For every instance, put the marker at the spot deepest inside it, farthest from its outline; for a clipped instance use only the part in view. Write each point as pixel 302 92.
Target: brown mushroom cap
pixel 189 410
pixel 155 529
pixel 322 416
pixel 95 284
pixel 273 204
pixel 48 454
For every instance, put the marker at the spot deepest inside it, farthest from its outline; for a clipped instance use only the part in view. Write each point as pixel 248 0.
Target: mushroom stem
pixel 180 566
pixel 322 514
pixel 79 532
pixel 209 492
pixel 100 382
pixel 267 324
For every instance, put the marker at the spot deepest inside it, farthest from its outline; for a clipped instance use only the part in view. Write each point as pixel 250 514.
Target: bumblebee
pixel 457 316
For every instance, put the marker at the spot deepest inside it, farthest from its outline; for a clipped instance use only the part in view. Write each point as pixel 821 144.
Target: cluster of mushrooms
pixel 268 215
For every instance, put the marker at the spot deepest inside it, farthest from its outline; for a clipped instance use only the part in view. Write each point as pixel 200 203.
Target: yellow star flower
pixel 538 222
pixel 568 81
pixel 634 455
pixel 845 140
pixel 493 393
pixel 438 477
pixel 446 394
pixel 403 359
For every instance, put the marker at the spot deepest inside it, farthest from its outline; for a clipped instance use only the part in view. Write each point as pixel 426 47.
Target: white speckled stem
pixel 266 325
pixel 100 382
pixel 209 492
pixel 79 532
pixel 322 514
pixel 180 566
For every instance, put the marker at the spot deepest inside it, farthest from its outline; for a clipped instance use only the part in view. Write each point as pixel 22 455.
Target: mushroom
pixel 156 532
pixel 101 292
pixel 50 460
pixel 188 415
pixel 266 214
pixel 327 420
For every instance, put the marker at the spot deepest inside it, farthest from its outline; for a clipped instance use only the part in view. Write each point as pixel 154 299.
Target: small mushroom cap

**Assigned task**
Look above for the line holding "pixel 250 514." and the line holding "pixel 426 47.", then output exactly those two lines and every line between them, nothing more.

**Answer to the exercise**
For every instance, put the marker at the spot deepest inside it, farthest from its outline; for a clipped instance use only the part in view. Write each point as pixel 250 514.
Target: bumblebee
pixel 457 316
For every instance, put the marker at the spot deepest inside it, farthest from its outline; for a clipped instance use only the part in view. Write each point as pixel 821 144.
Target: cluster of mushrooms
pixel 268 215
For every instance, put the marker at the spot deepest inside it, farthest from its outline; for a clipped instance use only the part in view. Write each point as pixel 200 203.
Target: yellow star flower
pixel 538 222
pixel 568 81
pixel 634 455
pixel 845 140
pixel 493 393
pixel 438 477
pixel 446 394
pixel 403 359
For every instance, put the marker at the spot deepest inside it, farthest from its outline; for a clipped instance use only the part in view. Write each point as pixel 426 47.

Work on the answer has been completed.